## [WHAT THE EXERCISE ASKS]
Every record shown below should be duplicated exactly.

## [DATASET RECORDS]
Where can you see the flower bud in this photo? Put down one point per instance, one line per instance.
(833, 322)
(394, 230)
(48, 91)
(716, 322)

## [TASK SOLUTION]
Where can you see the flower bud in this photo? Put down one point per instance, one line per instance.
(833, 322)
(394, 230)
(48, 91)
(716, 322)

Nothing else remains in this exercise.